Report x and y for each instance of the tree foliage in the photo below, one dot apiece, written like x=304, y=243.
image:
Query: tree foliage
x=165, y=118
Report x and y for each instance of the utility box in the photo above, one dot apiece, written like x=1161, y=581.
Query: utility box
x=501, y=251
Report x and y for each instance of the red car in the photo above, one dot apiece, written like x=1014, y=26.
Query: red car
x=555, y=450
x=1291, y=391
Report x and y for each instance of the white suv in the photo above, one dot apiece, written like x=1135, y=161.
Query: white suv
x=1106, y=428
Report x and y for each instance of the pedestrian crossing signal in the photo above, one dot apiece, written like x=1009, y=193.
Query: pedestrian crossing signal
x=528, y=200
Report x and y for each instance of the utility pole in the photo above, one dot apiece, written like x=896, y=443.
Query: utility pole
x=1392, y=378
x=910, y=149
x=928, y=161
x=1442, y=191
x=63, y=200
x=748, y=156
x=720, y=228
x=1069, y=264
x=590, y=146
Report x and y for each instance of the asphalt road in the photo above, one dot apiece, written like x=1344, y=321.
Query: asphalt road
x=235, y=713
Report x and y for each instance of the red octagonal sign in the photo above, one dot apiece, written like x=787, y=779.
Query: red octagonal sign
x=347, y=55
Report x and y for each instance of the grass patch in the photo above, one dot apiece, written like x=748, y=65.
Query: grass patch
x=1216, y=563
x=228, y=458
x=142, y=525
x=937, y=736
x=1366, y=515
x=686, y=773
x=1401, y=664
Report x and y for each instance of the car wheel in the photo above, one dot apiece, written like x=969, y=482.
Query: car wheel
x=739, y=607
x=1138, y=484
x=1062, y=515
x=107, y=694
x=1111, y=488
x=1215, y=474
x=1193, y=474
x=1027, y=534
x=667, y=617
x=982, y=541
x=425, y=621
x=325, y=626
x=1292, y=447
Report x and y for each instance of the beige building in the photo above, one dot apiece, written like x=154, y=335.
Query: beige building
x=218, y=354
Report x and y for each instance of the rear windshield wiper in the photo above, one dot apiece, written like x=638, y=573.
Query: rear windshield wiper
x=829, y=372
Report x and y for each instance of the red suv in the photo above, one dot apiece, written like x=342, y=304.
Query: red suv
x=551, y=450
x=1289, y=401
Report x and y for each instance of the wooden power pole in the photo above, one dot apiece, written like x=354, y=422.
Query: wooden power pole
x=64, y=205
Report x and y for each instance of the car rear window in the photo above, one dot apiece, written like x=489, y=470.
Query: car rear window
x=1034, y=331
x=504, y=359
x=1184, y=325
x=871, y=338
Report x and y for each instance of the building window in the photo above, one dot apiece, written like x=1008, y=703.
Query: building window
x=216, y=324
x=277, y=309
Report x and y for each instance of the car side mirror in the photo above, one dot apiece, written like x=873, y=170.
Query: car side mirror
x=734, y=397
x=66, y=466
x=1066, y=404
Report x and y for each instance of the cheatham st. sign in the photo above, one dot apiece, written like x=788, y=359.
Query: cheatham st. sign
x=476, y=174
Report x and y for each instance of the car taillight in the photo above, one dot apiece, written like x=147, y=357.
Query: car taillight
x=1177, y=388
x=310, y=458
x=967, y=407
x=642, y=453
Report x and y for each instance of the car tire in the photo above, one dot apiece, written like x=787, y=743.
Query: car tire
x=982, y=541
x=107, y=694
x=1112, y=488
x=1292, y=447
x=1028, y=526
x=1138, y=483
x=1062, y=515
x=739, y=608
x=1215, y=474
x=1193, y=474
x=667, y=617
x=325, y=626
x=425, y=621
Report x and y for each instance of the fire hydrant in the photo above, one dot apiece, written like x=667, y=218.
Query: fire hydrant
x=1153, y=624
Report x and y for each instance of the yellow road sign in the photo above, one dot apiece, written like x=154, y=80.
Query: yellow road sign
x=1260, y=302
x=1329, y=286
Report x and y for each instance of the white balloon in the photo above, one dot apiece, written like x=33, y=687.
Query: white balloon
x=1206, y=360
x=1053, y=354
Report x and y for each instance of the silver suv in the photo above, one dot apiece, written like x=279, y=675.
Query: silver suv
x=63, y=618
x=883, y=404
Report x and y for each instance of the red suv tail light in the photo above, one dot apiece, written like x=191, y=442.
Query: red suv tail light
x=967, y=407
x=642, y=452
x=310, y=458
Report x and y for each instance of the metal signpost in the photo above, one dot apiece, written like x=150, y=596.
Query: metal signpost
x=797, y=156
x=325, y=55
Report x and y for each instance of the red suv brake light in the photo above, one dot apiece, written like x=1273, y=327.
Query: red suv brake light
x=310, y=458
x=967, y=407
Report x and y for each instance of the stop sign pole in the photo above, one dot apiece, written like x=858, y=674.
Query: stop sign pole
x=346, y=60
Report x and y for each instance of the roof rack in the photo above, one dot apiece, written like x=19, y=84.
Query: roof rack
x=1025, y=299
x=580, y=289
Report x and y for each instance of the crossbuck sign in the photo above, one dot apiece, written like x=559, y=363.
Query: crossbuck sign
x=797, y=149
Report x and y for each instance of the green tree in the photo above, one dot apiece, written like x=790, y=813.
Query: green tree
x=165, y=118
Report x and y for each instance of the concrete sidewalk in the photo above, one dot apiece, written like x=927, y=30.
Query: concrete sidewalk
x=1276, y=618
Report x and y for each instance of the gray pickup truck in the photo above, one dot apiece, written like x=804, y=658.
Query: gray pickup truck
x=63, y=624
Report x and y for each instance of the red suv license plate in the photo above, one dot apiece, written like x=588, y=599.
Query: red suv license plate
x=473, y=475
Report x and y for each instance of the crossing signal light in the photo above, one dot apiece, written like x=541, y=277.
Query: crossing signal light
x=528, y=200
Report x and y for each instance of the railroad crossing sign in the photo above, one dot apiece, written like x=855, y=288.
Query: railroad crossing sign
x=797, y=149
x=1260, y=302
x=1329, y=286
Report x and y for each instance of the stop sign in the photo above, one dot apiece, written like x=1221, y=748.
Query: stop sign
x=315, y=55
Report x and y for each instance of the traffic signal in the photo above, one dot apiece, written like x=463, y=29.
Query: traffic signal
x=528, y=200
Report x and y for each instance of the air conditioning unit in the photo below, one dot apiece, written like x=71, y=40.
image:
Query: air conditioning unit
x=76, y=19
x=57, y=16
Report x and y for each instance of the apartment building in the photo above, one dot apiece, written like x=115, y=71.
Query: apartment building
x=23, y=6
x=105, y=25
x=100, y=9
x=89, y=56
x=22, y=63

***

WHAT TO DO: Copy all of the rows above verbatim, line for line.

SOLUTION FOR THIS TASK:
Report x and y for each instance of the tree foliage in the photo below, one dot apiece, written like x=304, y=243.
image:
Query: tree foliage
x=165, y=118
Report x and y for each instance of the utility box in the photo above, one dot apiece, written like x=1161, y=581.
Query: utility box
x=501, y=251
Report x and y for each instance of the red car in the photo above, one dot apiece, written like x=1014, y=26.
Query: red car
x=555, y=450
x=1291, y=391
Report x and y for each instance of the white suv in the photo above, one dot apiece, written like x=1135, y=161.
Query: white suv
x=1106, y=428
Report x and y for each instance of the pedestrian crossing signal in the photo above, one dot apiece, written like x=1009, y=193.
Query: pedestrian crossing signal
x=528, y=200
Report x and y for each instance of the utility pole in the photo above, one dot apiece, written like x=896, y=443.
Query: utility pole
x=1392, y=378
x=910, y=149
x=928, y=161
x=1442, y=191
x=63, y=200
x=748, y=156
x=720, y=228
x=1069, y=264
x=590, y=146
Report x and y for each instance of the asphalt road in the photo above, one dot apiece, written like x=1344, y=321.
Query: asphalt road
x=235, y=713
Report x and y for each instance of the red octagonal sign in the photo above, one dot apiece, written like x=787, y=779.
Query: red octagonal sign
x=347, y=55
Report x and y for each instance of the grass patch in the photo above, one dot apiece, written like x=748, y=65.
Query: grass patch
x=1216, y=563
x=228, y=458
x=142, y=525
x=937, y=736
x=1366, y=515
x=686, y=773
x=1401, y=664
Report x and y for each instance of the car wheel in the photo above, one dot apiece, written like x=969, y=482.
Query: car wheel
x=739, y=607
x=1138, y=484
x=1062, y=515
x=107, y=694
x=1111, y=488
x=1215, y=474
x=1193, y=474
x=1027, y=534
x=667, y=617
x=982, y=541
x=425, y=621
x=325, y=626
x=1292, y=447
Report x and y for each instance of the beige building in the photo above, one dot apiece, written like x=154, y=335.
Query: beige building
x=218, y=354
Report x and y for each instance of the rear windshield wiper in the photo above, one dot apiece, written like x=638, y=573.
Query: rear windshield wiper
x=829, y=372
Report x and y for each instance of the red suv in the photo above, one dot apiece, written like x=342, y=304.
Query: red suv
x=551, y=450
x=1289, y=401
Report x and y for each instance of the wooden power pole in the photo above, one dot apiece, written like x=354, y=422.
Query: wooden power pole
x=64, y=205
Report x and y for each instance of the car rear window in the photo above, one dot apiece, written like x=489, y=470.
Query: car rear window
x=1034, y=331
x=504, y=359
x=1184, y=325
x=871, y=338
Report x and y for each instance of the building window in the photo above, one dot apiece, written like x=1008, y=703.
Query: building window
x=216, y=324
x=277, y=309
Report x and y for each instance of the car side mirror in the photo above, one dot apiece, written like x=873, y=170.
Query: car side mirror
x=734, y=397
x=66, y=466
x=1066, y=404
Report x and y for each instance of the cheatham st. sign in the photo above, one dot apiece, written like x=788, y=359.
Query: cheatham st. sign
x=476, y=174
Report x and y for each instance of the car taillight in the photo above, one dot apiece, written like x=147, y=357.
Query: car taillight
x=1177, y=388
x=310, y=458
x=967, y=407
x=642, y=453
Report x and y for each instance of the car tire in the photo above, one dot apiece, written like x=787, y=743.
Query: car tire
x=982, y=541
x=107, y=694
x=1112, y=488
x=1292, y=447
x=1028, y=526
x=1138, y=483
x=1062, y=515
x=739, y=608
x=1215, y=474
x=1193, y=474
x=667, y=617
x=325, y=626
x=425, y=621
Report x and y for each instance of the fire hydrant in the photo above, one dot apiece, written like x=667, y=218.
Query: fire hydrant
x=1153, y=624
Report x and y for each instance of the yellow road sign in the photo above, one dot apiece, written like x=154, y=80.
Query: yellow road sign
x=1260, y=302
x=1329, y=286
Report x and y for each instance of the white balloon in the photo above, one dot apiece, written like x=33, y=687.
Query: white balloon
x=1206, y=360
x=1053, y=354
Report x and y for each instance of the silver suv in the photo above, one dot apiece, written like x=279, y=675.
Query: silver suv
x=63, y=618
x=883, y=404
Report x and y for each instance of the red suv tail light in the photo above, one dot apiece, written like x=191, y=442.
Query: red suv tail light
x=967, y=407
x=642, y=452
x=310, y=458
Report x and y for each instance of the metal signpost in the photo above, one dot apiece, written like x=150, y=596.
Query: metal signpost
x=797, y=156
x=325, y=55
Report x and y for each instance of the red suv brake light in the photo above, one dot apiece, written like x=1273, y=327.
Query: red suv brake light
x=310, y=458
x=967, y=407
Report x and y for each instance of the stop sign pole in the photo above, one dot apiece, written like x=858, y=674.
Query: stop sign pole
x=346, y=60
Report x and y for each instance of the roof rack in the photo above, one dot apiece, written like x=19, y=84.
Query: roof rack
x=1025, y=299
x=580, y=289
Report x and y for each instance of the crossbuck sign in the photo above, one dot apiece, written like x=559, y=363.
Query: crossbuck sign
x=797, y=149
Report x and y for each instance of the green tree in the photo above, one dot apiece, written like x=790, y=813.
Query: green tree
x=165, y=118
Report x and y for each instance of the concrete sidewalk in the photo above, one dot apiece, written like x=927, y=30.
Query: concrete sidewalk
x=1276, y=618
Report x and y for each instance of the gray pickup truck in the photo above, one dot apiece, written like x=804, y=658.
Query: gray pickup truck
x=63, y=624
Report x and y for each instance of the red suv license plate in the photo above, one dot apiece, written like x=588, y=599.
Query: red suv license plate
x=473, y=475
Report x and y for each instance of the crossing signal light in the photo above, one dot apiece, written like x=541, y=277.
Query: crossing signal light
x=528, y=200
Report x and y for each instance of the railroad crossing sign in the photo above, one dot apiece, written like x=855, y=288.
Query: railroad crossing sign
x=797, y=149
x=1260, y=302
x=1329, y=286
Report x and y for each instance of the stop sign in the photo above, one dot apiece, written like x=1221, y=748.
Query: stop sign
x=315, y=55
Report x and y for each instance of the traffic signal in the photo above, one dot apiece, written like x=463, y=29.
Query: traffic signal
x=528, y=200
Report x and y for each instance of the air conditioning unit in the photo below, one dot apiece, written like x=71, y=40.
image:
Query: air conditioning unit
x=76, y=19
x=57, y=16
Report x and y for each instance of the apartment building in the photo above, one dot apiece, written like x=115, y=71.
Query: apartment building
x=23, y=6
x=105, y=25
x=100, y=9
x=89, y=56
x=22, y=63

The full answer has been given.